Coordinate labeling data
▼

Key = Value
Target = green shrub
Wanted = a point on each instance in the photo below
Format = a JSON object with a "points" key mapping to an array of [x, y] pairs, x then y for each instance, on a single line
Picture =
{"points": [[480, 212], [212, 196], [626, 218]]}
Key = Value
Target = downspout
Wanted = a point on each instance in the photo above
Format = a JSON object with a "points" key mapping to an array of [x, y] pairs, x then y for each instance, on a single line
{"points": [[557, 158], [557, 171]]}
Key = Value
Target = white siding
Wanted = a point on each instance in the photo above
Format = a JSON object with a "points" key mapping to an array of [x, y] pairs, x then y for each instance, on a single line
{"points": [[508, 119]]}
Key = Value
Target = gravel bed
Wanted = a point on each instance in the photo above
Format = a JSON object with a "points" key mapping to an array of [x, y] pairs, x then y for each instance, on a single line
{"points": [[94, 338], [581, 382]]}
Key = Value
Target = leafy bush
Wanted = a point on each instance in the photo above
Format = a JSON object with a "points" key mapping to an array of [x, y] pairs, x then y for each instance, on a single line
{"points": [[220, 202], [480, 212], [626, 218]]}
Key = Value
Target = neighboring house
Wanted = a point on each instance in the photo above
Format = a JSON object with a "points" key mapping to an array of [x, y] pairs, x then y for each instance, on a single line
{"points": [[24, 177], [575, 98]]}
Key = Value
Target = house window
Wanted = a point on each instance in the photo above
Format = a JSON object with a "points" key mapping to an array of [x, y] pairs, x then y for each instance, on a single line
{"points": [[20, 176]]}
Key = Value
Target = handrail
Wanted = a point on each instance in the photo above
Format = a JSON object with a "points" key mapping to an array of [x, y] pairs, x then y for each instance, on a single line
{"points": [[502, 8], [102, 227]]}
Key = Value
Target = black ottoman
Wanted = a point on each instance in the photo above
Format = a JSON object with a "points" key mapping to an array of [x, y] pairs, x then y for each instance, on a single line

▲

OBJECTIVE –
Reproduce the data, keeping every line exactly the same.

ANSWER FOR THE TASK –
Key = Value
Target = green shrub
Wanted = a point on each instance in the photo below
Format = a JSON object with a "points" key mapping to an array of [x, y] pairs, x then y for each instance, on a single line
Picture =
{"points": [[480, 212], [212, 196], [626, 218]]}
Key = Value
Target = downspout
Wanted = a point on each instance in the photo above
Format = a JSON object with a "points" key mapping to an array of [x, y] pairs, x then y for each instance, on a single line
{"points": [[557, 158], [557, 171]]}
Key = Value
Target = white siding
Wanted = a point on each instance in the photo above
Format = a JSON object with a "points" key mapping to an array of [x, y] pairs, x then y for each instance, on a single line
{"points": [[508, 119]]}
Key = Value
Target = gravel bed
Wanted = a point on each instance in the photo above
Format = a JSON object with a "points" key mapping to an array of [x, y] pairs, x then y for each instance, on a single line
{"points": [[94, 338], [581, 382]]}
Key = Value
Target = leafy bush
Wanted = a point on each instance in the photo above
Format = a JSON object with a "points" key mapping to an array of [x, y] pairs, x then y for each instance, on a single line
{"points": [[220, 202], [480, 212], [626, 218]]}
Key = Value
Target = neighboring house
Wanted = a point on each instance in the photo above
Format = a JSON object with a "points" key mapping to an array of [x, y] pairs, x then y for each instance, on a single line
{"points": [[24, 177], [575, 98]]}
Key = Value
Target = house window
Wanted = a point on each instance in the photo above
Format = a JSON object with a "points" key mapping to an array of [x, y] pairs, x then y for each instance, on a single line
{"points": [[20, 176]]}
Key = Value
Target = handrail
Wanted = a point on each instance in the photo above
Format = a JSON object with a "points" key mapping to an array of [x, y] pairs, x then y for each instance, on a single line
{"points": [[502, 8], [102, 227]]}
Key = Value
Target = black ottoman
Wanted = a point on each instance in the photo above
Format = a JSON object with a "points" key mapping to an array of [x, y] pairs, x then y for each instance, on a single line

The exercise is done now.